◆ Provided records ◆
○ ○ ○

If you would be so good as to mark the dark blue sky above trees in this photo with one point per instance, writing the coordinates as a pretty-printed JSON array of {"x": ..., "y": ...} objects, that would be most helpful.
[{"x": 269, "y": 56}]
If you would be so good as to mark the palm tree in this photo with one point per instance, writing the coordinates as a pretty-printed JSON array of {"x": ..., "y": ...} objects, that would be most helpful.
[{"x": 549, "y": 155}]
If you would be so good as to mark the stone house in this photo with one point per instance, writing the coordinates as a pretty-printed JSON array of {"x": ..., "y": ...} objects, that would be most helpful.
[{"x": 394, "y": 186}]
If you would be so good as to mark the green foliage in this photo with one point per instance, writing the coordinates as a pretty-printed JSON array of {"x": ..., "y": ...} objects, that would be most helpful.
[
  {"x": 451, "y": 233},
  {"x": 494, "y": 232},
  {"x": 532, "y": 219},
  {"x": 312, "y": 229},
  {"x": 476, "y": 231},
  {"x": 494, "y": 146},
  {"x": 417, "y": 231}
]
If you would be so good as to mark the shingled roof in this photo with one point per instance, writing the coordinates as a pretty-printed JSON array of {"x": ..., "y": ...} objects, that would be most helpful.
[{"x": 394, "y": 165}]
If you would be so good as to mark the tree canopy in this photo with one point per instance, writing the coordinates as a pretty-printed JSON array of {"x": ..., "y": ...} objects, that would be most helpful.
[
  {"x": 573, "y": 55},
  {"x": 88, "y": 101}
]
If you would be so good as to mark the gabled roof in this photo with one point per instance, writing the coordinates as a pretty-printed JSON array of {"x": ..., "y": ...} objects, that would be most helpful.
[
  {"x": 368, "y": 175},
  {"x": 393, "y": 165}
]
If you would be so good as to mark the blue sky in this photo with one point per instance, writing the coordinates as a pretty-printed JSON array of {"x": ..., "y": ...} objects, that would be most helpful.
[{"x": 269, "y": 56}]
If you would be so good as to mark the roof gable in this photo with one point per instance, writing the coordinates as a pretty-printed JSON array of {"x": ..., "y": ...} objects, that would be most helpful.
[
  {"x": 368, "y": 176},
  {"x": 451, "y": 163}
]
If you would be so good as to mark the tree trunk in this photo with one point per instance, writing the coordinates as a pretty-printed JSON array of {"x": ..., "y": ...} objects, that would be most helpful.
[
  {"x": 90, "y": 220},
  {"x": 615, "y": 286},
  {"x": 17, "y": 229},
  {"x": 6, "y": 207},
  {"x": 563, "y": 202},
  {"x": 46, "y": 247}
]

○ ○ ○

◆ Goal ◆
Reproduce the material verbatim, line by line.

◆ Answer for this exercise ◆
If you would be so good as to mark the dark blue sky above trees in this photo with one point per instance, writing the coordinates as a pretty-printed JSON array of {"x": ..., "y": ...} objects, that would be most helpful.
[{"x": 269, "y": 56}]
If you would be so good as to mark the palm tree in this photo with one point per instance, writing the coordinates as a pretty-printed JSON array of {"x": ..., "y": ...} objects, that would be most helpful.
[{"x": 549, "y": 155}]
If you would be so good as to mark the stone house in this photo with one point per instance, writing the coordinates as a pretty-printed JSON array of {"x": ..., "y": ...} objects, that would be most helpful.
[{"x": 394, "y": 186}]
If you would be so good as to mark the green foliage in this photo with one point per instance, writing the coordinates as a pretty-printed JSON array of {"x": ..., "y": ...} objects, that would be most helpful.
[
  {"x": 451, "y": 233},
  {"x": 494, "y": 232},
  {"x": 532, "y": 219},
  {"x": 312, "y": 229},
  {"x": 476, "y": 231},
  {"x": 494, "y": 146},
  {"x": 417, "y": 231}
]
If you would be so good as to mark the shingled roof in this photo with one point per instance, writing the coordinates as a pretty-printed JSON array of {"x": ..., "y": ...} objects, that would be most helpful.
[{"x": 394, "y": 165}]
If you would be so good as to mark the tree canopy in this photo with one point per instance, writing the coordinates as a pretty-printed JSON array of {"x": ..., "y": ...} objects, that would be most helpful.
[
  {"x": 573, "y": 55},
  {"x": 88, "y": 101}
]
If you would be so good as to mark the gabled roof in this photo with one point per instance, writing the coordinates as a pretty-printed JSON array of {"x": ..., "y": ...} objects, that would be most helpful.
[
  {"x": 368, "y": 175},
  {"x": 393, "y": 165}
]
If you would be so good as to mark the blue sky in this photo with one point per instance, writing the coordinates as a pretty-printed JSON array of {"x": ..., "y": ...} objects, that would be most helpful.
[{"x": 269, "y": 56}]
If you would be so good as to mark the roof gable in this photo with one point per instance, writing the coordinates as a pretty-printed JSON array of {"x": ..., "y": ...} objects, that would be most helpful.
[
  {"x": 368, "y": 176},
  {"x": 451, "y": 163}
]
If you would be so good as to mark the tree trunk in this photo with one point per instance, writing the coordinates as a pretty-printed JSON array of {"x": ..., "y": ...} objects, that would be most helpful.
[
  {"x": 90, "y": 220},
  {"x": 615, "y": 286},
  {"x": 17, "y": 229},
  {"x": 6, "y": 207},
  {"x": 563, "y": 202},
  {"x": 46, "y": 247}
]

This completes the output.